### The task
Using the Darragh Morgan biography below, answer yes or no for each statement and quote the text's deciding words. (a) Morgan served as artistic director of a chamber music festival in the west of Ireland. (b) The Fidelio Trio gave the world premiere of Michael Nyman's "The Photography of Chance". (c) Morgan has performed at the Lucerne Festival.

### Passage to read
* * * * * * * * *
- Born: 1974 (age 51–52) Belfast
- Occupation: violinist
- Website: darraghmorgan.com

= Darragh Morgan =

Irish violinist

Darragh Morgan (Belfast, 1974) is an Irish violinist. He established himself as a soloist of new music with recitals at Sonorities Festival, as well as in Prague, Malta, Nicosia, Hong Kong, South Korea, Italy, Switzerland, the Netherlands, the United States, throughout the UK, and Ireland.

==Biography==

Morgan was part of The Smith Quartet and the music collective Noszferatu, and was artistic director of Music at Drumcliffe, a chamber music festival in the west of Ireland. He plays with the piano group The Fidelio Trio, which gave the European premiere of Michael Nyman's "The Photography of Chance".

Morgan has performed at international festivals including Warsaw Autumn, Ars Musica Brussels, Darmstadt, Aldeburgh, Spitalfields, Cheltenham, OCM, Dubrovnik Summer Festival, New Music Evenings Bratislava, BBC Proms Chamber Music, National Arts Festival Grahamstown, South Africa, Cutting Edge London, Festival D'Automne Paris, Besançon Festival de Musique, Lucerne Festival and Jazz sous les Pommiers, Coutance.
* * * * * * * * *
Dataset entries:
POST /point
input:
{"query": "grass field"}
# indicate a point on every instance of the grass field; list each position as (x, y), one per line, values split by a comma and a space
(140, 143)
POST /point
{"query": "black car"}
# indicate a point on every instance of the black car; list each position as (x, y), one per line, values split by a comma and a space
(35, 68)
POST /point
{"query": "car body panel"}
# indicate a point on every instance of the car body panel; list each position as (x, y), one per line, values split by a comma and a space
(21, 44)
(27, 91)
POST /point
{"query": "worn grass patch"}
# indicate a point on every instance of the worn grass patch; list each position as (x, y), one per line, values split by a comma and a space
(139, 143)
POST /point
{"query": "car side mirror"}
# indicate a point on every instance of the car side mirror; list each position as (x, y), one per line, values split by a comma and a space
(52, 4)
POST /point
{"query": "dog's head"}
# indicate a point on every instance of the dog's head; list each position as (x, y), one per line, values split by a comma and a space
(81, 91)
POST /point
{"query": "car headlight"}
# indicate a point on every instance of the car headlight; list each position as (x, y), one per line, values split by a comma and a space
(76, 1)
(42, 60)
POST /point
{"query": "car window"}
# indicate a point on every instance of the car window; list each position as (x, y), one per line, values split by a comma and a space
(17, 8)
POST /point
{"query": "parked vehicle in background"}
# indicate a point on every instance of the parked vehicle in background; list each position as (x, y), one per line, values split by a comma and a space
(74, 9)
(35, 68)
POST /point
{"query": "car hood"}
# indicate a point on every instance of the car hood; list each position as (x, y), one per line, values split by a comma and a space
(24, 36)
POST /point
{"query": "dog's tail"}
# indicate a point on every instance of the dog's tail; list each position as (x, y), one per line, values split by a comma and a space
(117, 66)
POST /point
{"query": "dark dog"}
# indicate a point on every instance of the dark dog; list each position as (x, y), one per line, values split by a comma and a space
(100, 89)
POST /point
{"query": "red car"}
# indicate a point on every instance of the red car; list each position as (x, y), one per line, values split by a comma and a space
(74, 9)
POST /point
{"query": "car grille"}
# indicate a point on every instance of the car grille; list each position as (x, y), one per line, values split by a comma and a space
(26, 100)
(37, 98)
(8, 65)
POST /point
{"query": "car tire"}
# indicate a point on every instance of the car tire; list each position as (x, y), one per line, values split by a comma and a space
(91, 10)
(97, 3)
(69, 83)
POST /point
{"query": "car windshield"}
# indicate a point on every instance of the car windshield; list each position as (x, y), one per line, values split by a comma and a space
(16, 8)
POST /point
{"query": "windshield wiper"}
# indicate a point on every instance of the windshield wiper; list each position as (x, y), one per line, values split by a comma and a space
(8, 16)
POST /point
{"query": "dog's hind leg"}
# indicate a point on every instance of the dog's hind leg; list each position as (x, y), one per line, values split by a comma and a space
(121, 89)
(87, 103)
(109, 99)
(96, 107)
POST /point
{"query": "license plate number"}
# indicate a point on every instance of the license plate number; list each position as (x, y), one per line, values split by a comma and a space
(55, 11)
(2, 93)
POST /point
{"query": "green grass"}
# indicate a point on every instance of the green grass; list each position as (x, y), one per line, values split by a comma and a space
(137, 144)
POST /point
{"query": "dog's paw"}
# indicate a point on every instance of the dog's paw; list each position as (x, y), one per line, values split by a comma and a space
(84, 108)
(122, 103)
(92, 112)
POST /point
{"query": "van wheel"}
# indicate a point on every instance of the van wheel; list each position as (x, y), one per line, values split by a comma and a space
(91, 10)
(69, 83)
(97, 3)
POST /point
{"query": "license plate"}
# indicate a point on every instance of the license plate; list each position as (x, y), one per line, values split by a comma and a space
* * * * * * * * *
### Solution for this task
(a) Yes: "was artistic director of Music at Drumcliffe, a chamber music festival in the west of Ireland"
(b) No: "gave the European premiere"
(c) Yes: "Lucerne Festival"